Boundary annotation records:
________________________________________
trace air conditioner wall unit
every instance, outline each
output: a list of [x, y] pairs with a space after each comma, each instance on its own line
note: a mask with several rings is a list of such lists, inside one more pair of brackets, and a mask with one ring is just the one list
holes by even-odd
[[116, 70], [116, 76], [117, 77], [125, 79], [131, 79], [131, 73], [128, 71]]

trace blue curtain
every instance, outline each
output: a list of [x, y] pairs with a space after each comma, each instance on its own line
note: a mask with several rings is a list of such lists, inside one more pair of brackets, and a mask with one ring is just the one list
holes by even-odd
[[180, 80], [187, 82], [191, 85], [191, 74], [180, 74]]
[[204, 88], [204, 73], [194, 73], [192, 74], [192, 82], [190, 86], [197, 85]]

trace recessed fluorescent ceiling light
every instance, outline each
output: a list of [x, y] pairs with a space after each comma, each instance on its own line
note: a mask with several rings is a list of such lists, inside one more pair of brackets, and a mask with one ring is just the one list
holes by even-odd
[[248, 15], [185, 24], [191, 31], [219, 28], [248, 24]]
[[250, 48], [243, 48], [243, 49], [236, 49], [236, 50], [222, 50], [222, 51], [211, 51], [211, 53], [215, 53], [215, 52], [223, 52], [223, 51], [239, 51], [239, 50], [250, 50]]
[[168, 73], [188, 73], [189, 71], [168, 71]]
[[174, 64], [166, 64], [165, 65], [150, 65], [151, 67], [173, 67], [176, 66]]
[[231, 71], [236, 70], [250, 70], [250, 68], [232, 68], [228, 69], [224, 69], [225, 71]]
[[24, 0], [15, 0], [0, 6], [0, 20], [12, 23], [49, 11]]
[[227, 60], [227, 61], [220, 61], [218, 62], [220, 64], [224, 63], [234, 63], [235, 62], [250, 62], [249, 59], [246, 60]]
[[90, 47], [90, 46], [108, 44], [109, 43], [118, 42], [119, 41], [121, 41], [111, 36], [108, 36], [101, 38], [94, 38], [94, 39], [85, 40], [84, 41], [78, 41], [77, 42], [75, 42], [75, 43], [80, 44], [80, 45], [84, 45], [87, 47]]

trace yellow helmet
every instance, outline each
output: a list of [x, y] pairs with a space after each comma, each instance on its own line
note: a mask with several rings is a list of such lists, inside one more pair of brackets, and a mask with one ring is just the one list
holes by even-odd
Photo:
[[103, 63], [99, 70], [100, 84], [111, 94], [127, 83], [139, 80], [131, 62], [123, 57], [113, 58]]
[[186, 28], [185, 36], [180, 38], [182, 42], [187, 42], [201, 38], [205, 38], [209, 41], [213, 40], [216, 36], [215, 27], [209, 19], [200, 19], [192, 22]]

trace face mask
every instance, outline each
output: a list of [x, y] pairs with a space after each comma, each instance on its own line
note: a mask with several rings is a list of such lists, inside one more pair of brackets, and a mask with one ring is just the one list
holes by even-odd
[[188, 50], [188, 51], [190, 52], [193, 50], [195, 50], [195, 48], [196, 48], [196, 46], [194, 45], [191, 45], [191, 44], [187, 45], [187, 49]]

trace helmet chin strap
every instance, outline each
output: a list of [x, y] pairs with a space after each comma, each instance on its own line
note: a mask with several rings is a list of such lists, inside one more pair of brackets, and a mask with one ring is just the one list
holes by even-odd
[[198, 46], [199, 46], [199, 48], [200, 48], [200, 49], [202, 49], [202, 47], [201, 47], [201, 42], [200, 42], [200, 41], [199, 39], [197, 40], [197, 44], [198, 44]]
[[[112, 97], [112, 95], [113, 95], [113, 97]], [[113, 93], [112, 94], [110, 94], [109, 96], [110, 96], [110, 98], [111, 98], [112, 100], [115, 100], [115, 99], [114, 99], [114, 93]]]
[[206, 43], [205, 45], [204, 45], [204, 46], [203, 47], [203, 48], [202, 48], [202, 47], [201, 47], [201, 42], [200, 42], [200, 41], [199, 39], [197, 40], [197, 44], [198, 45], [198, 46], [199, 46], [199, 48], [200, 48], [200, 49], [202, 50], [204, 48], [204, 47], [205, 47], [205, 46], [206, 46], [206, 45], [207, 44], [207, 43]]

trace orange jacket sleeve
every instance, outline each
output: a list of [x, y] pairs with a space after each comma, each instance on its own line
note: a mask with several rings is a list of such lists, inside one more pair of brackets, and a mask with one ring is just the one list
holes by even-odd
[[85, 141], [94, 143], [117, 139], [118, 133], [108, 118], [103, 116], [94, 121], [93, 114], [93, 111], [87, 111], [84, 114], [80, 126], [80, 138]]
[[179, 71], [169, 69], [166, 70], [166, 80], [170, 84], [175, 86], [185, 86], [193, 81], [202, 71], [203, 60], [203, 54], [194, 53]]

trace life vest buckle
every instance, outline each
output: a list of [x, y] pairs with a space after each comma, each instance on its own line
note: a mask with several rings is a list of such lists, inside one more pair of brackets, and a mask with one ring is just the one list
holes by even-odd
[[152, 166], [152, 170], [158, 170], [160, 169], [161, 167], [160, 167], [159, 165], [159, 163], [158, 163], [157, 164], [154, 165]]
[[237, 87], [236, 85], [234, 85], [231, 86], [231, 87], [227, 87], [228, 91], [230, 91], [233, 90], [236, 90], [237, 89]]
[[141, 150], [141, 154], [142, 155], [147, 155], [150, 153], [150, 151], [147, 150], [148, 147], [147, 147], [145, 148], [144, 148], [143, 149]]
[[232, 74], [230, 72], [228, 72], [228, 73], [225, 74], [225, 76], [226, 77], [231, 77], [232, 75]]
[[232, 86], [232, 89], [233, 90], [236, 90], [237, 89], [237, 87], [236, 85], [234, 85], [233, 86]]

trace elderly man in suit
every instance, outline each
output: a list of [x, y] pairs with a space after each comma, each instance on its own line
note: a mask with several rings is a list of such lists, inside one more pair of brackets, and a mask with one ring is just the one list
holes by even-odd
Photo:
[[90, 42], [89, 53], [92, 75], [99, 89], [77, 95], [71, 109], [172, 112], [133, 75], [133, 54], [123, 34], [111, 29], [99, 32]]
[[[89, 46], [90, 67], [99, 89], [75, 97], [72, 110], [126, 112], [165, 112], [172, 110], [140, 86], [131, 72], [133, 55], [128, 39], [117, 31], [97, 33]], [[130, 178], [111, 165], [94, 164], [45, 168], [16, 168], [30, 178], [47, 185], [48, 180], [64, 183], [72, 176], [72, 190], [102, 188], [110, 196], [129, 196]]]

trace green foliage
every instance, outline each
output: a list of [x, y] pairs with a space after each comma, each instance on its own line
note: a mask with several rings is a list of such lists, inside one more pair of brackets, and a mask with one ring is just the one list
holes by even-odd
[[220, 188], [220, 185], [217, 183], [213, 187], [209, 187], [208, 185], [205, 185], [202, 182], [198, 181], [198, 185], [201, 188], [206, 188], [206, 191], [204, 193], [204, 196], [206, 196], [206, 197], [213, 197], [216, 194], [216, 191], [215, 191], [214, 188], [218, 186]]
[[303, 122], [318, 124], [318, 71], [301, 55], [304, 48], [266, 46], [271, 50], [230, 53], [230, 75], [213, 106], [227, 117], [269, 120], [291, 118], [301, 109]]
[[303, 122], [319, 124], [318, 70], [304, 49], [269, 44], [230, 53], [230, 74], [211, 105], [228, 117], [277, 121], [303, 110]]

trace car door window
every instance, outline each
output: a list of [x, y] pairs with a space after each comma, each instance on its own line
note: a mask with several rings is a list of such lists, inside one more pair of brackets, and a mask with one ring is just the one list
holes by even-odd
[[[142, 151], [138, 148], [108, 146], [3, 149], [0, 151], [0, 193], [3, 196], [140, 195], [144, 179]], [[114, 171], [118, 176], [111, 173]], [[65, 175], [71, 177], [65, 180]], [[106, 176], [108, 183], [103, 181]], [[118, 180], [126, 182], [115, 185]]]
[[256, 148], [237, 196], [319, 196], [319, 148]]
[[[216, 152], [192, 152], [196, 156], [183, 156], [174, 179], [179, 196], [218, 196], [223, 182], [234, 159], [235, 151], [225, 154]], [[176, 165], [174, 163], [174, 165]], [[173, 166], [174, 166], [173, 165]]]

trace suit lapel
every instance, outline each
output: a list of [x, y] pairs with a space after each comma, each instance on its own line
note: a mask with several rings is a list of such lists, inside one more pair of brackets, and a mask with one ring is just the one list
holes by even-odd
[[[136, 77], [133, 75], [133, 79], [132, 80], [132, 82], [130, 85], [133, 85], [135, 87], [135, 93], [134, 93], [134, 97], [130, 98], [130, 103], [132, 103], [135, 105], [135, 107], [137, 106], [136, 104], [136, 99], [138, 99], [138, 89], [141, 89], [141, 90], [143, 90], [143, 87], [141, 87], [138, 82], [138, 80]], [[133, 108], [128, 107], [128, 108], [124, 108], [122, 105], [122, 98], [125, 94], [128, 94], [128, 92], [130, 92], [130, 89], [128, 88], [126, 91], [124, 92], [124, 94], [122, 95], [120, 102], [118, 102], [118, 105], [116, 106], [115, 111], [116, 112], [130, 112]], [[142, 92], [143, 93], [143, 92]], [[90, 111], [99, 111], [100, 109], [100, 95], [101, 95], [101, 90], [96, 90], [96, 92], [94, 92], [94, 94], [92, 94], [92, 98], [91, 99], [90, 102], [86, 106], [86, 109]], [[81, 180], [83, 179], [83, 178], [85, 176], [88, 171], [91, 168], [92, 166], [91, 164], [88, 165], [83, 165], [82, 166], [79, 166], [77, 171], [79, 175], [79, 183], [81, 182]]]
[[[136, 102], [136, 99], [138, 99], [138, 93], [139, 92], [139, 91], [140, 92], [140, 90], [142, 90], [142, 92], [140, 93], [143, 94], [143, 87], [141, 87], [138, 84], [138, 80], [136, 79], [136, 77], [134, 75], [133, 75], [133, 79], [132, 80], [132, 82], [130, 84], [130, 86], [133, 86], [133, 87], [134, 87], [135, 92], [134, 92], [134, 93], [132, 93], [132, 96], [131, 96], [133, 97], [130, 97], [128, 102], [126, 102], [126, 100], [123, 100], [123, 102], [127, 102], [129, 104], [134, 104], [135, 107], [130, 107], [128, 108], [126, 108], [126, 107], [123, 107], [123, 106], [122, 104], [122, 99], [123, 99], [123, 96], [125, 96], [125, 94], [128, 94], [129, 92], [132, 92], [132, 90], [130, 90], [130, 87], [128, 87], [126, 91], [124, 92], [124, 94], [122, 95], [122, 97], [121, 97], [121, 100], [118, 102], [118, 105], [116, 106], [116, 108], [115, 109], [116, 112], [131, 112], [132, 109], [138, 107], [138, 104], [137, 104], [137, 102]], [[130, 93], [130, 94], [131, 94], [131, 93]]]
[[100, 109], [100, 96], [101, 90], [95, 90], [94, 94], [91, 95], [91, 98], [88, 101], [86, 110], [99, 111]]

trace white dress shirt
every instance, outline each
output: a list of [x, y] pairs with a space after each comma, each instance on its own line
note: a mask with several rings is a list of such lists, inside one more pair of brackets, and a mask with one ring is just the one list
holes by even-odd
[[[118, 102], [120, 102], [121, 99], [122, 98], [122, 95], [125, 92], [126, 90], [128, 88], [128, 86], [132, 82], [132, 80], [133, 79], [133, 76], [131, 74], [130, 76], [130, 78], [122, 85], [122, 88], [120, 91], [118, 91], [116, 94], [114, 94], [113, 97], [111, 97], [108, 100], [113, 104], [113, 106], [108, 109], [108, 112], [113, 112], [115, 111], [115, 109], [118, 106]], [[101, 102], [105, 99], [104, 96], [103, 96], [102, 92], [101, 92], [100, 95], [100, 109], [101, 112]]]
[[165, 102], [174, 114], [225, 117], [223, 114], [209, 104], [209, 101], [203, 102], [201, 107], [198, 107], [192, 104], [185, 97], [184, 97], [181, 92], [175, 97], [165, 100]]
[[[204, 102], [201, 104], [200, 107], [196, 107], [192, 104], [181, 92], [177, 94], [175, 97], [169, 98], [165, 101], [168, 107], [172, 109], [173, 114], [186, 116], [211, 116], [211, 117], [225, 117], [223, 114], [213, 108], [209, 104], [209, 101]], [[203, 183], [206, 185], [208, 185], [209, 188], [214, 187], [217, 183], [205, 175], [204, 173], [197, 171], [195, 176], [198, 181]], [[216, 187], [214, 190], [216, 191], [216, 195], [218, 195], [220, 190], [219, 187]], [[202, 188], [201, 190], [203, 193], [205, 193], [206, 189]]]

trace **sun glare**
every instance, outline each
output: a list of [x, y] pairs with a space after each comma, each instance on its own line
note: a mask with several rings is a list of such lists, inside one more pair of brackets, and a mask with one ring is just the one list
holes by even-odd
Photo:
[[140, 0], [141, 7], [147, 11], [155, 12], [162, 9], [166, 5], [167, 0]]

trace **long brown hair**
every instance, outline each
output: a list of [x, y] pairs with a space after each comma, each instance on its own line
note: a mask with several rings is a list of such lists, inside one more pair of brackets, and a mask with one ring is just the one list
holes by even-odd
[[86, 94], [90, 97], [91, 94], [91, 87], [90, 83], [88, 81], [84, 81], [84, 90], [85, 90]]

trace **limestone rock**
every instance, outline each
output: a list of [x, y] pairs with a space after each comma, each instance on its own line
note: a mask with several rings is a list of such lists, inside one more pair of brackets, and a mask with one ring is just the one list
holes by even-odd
________________________________________
> Task directions: Rewrite the records from the line with "trace green foliage" up to and including the line with "118], [301, 109]]", replacing "green foliage" with "dense green foliage" and leaving everything else unchanged.

> Solution to the problem:
trace dense green foliage
every instance, outline each
output: a list of [x, y] pairs with a space after each comma, each instance on its own line
note: a mask with several rings is a list of such lists, inside one more pair of brackets, and a mask with one ring is just the one list
holes by even-odd
[[220, 188], [220, 185], [217, 183], [213, 187], [209, 187], [208, 185], [205, 185], [202, 182], [198, 181], [198, 185], [201, 188], [206, 188], [206, 191], [204, 193], [204, 196], [206, 196], [206, 197], [213, 197], [216, 194], [216, 191], [215, 191], [214, 188], [218, 186]]
[[303, 122], [318, 124], [318, 71], [301, 55], [304, 48], [266, 46], [271, 50], [230, 53], [230, 75], [213, 106], [227, 117], [269, 120], [291, 118], [301, 109]]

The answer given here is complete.